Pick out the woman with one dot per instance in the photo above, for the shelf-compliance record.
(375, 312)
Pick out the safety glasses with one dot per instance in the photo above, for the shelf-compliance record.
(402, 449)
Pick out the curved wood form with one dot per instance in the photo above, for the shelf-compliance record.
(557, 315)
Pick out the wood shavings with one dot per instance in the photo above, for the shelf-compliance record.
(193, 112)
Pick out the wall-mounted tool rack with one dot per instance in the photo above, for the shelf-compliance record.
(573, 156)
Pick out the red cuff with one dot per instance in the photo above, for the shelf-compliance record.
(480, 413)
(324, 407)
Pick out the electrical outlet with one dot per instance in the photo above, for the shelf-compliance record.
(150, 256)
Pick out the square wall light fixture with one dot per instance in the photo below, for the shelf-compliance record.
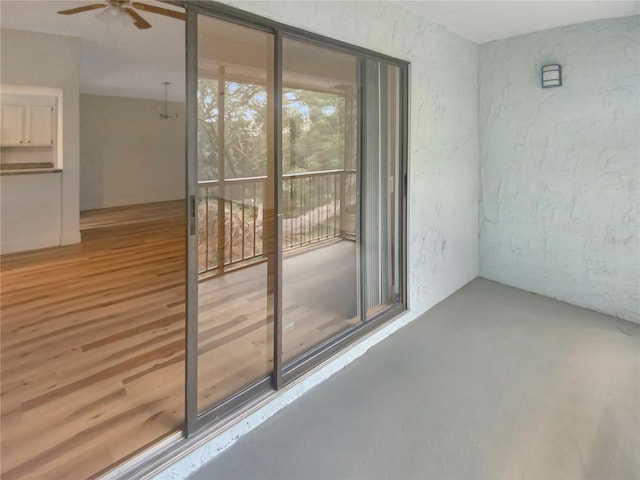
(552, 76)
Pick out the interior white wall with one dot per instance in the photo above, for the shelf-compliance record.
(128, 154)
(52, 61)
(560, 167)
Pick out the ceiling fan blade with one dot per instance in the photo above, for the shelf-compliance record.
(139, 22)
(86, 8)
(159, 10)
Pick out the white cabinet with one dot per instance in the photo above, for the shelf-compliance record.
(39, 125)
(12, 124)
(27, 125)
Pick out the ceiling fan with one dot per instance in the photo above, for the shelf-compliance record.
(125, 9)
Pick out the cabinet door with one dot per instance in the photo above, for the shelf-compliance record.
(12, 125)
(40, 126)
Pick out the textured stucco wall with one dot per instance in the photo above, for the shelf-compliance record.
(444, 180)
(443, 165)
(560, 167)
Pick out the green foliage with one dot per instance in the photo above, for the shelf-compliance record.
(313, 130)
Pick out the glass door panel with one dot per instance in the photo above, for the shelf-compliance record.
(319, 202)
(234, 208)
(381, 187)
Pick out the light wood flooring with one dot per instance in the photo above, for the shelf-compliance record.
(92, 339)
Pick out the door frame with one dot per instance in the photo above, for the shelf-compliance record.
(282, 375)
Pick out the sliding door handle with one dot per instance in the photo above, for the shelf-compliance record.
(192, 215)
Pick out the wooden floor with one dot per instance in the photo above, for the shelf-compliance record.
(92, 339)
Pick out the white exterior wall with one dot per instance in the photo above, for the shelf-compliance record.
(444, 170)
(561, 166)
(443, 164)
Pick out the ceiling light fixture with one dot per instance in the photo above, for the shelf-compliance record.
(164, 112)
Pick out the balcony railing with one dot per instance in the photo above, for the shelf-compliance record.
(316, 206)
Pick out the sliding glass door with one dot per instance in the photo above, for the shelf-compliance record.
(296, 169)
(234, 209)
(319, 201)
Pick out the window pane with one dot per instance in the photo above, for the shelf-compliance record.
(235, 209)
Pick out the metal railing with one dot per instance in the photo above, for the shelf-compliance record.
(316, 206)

+++++

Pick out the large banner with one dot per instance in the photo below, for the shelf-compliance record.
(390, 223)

+++++

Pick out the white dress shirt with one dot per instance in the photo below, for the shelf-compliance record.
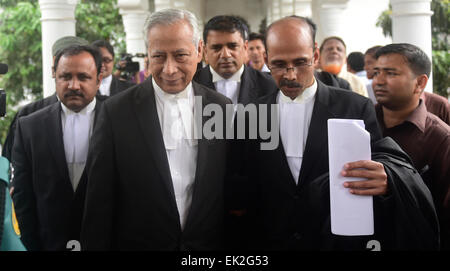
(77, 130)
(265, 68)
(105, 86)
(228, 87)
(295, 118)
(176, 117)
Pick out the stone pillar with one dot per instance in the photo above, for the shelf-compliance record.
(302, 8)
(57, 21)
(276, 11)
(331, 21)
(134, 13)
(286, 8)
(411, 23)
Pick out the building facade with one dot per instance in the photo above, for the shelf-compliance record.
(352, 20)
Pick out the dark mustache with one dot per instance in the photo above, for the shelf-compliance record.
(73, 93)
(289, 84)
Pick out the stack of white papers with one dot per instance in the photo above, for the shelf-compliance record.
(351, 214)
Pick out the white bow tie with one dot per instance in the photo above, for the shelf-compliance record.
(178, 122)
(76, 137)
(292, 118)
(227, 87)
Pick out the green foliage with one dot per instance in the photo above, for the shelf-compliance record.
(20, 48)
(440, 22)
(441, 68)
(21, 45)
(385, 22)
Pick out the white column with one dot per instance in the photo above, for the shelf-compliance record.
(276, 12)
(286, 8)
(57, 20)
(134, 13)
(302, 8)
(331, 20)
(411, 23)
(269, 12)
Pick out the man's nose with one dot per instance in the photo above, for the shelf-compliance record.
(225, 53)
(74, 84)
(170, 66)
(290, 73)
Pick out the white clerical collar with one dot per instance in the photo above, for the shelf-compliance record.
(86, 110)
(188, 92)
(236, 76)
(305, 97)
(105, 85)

+++++

# PROMPT
Which lines in the entries above contain the word "cabinet"? Copy out each such line, counting only matches with the same capitalization.

# SOLUTION FOR THIS TASK
Pick out the white cabinet with one dot per instance in the photo above, for the shelf-compliance record.
Pick out the cabinet door with one dot per instance in the photo above, for the shelf-compliance record.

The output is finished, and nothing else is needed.